== SET EXERCISE ==
Set down all of the data exactly as it appears.

== LISTED RECORDS ==
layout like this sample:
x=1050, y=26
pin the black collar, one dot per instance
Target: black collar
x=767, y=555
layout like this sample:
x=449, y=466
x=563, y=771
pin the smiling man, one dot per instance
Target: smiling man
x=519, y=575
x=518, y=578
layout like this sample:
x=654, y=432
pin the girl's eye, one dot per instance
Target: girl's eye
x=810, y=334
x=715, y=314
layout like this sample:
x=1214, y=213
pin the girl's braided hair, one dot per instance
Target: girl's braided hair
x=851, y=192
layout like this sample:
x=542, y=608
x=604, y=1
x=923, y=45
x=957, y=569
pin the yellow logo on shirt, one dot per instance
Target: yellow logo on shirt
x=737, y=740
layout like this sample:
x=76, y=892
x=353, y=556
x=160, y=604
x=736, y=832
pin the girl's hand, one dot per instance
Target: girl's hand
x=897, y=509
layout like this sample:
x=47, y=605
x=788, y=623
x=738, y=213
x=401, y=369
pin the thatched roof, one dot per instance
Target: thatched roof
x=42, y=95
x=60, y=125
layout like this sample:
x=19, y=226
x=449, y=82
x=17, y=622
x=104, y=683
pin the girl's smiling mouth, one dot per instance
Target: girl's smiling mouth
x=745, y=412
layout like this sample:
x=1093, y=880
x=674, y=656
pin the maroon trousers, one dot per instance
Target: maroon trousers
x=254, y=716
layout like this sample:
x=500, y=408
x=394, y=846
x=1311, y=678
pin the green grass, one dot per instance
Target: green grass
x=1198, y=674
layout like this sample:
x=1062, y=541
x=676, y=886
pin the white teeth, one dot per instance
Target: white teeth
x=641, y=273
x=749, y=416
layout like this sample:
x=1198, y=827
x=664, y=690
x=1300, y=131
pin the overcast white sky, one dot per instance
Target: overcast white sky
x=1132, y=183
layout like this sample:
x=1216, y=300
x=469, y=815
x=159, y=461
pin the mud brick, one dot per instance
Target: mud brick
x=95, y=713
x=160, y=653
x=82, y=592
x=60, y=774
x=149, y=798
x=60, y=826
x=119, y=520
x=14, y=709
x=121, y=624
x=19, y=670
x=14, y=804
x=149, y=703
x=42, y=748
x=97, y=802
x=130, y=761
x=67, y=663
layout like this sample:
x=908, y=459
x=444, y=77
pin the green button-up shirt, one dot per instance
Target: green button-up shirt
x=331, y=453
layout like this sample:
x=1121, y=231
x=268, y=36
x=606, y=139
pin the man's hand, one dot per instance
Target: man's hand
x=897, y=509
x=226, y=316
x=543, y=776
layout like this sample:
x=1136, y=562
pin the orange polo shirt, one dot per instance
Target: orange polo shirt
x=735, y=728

== SOLUTION FOR THIS EXERCISE ==
layout like this sample:
x=1050, y=26
pin the black collar, one dot per instance
Target: black collar
x=767, y=555
layout like this sample:
x=449, y=466
x=563, y=771
pin the smiling man, one dot per instance
Target: smiling man
x=519, y=575
x=518, y=578
layout like this sample:
x=654, y=432
pin the girl's eye, one dot per instance
Target: girl's eye
x=810, y=334
x=715, y=314
layout like this sample:
x=1214, y=213
pin the girl's braided hair, one dot per instance
Target: girl's braided hair
x=851, y=192
layout like this sample:
x=542, y=608
x=604, y=1
x=923, y=45
x=957, y=569
pin the yellow logo on shirt, one dot per instance
Target: yellow logo on shirt
x=737, y=740
layout like this sample:
x=76, y=892
x=353, y=556
x=160, y=604
x=736, y=832
pin the girl's hand, one dot per instance
Target: girl's hand
x=897, y=509
layout like this sample:
x=47, y=605
x=788, y=623
x=738, y=213
x=401, y=369
pin the thatched roof, one dot per instance
Target: thatched roof
x=42, y=95
x=60, y=125
layout like this sample:
x=19, y=226
x=449, y=82
x=17, y=622
x=104, y=683
pin the girl's smiling mouth, one dot per instance
Target: girl's smiling mouth
x=745, y=412
layout like this sample:
x=1093, y=880
x=674, y=656
pin the maroon trousers, one dot per instance
Target: maroon trousers
x=254, y=716
layout like this sample:
x=500, y=408
x=394, y=846
x=1311, y=678
pin the green grass, one dot per instance
Target: green grass
x=1198, y=674
layout like this sample:
x=1062, y=541
x=676, y=886
pin the white teeth, one dot per instance
Target: white teeth
x=641, y=273
x=749, y=416
layout like this sample:
x=1198, y=827
x=664, y=690
x=1300, y=131
pin the overcast white sky, one dot per instance
Target: overcast white sky
x=1132, y=183
layout like this sample:
x=1216, y=300
x=469, y=815
x=159, y=461
pin the mud brick, one dot per instance
Target: mud brick
x=95, y=713
x=160, y=653
x=82, y=592
x=60, y=774
x=149, y=798
x=60, y=826
x=119, y=520
x=14, y=709
x=121, y=624
x=19, y=670
x=14, y=804
x=149, y=703
x=42, y=748
x=97, y=802
x=130, y=761
x=67, y=663
layout like this sample:
x=908, y=459
x=444, y=77
pin the green button-up shirt, one dot per instance
Target: green button-up shirt
x=331, y=453
layout like this sample:
x=1121, y=231
x=268, y=36
x=606, y=139
pin the man's hand, one dot per instance
Target: man's hand
x=897, y=509
x=226, y=316
x=543, y=776
layout like this sample:
x=1136, y=562
pin the orange polo shirt, one dot per instance
Target: orange polo shirt
x=735, y=728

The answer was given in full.